What you need to do - Locate each line in the rows below that contains the word "canister", and copy those lines out.

Source data -
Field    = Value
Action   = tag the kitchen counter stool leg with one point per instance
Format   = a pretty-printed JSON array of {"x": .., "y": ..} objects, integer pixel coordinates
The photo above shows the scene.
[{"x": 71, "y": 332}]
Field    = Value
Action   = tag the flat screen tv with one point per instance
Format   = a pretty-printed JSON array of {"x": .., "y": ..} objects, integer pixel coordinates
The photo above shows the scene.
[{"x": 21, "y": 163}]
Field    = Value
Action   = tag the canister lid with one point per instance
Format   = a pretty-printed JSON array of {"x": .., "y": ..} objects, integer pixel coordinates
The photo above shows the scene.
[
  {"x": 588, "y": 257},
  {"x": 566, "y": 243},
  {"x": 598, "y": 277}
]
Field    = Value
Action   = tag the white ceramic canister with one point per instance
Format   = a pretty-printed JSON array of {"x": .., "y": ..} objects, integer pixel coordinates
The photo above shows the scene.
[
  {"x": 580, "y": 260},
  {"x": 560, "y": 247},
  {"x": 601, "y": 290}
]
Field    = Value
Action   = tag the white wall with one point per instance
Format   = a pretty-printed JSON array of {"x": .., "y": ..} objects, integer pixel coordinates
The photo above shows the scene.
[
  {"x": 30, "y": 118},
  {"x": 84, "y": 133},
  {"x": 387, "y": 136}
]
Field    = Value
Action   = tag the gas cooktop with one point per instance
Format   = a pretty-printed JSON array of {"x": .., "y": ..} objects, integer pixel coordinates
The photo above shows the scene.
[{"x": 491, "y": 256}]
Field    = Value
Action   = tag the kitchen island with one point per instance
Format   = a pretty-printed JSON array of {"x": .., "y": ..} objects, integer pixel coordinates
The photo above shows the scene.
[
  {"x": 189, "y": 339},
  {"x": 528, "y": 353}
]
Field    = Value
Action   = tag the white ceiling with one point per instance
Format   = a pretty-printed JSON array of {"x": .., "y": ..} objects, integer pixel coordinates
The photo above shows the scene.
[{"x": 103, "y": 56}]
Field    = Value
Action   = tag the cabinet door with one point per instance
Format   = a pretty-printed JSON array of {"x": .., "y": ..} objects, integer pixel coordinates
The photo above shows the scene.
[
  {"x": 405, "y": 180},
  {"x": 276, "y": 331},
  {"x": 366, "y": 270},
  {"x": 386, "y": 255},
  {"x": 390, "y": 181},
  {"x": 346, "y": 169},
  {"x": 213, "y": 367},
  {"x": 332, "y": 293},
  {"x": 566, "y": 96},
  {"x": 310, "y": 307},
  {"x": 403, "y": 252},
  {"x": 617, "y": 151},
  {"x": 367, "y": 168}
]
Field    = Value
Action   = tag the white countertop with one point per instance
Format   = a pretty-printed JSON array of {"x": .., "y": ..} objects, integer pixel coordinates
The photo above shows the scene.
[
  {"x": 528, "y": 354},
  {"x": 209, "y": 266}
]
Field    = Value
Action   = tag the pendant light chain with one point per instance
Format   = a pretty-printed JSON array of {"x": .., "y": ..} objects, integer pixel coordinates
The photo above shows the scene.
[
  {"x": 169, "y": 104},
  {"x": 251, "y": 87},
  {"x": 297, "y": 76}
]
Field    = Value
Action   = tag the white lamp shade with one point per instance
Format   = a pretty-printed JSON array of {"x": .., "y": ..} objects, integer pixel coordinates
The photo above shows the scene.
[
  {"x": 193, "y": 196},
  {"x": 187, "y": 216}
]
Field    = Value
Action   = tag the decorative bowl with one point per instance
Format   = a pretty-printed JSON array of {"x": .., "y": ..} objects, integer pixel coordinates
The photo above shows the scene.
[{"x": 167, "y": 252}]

Answer below -
Action   = tag the canister lid with one point per instance
Action   = tag the white ceramic canister with one point per instance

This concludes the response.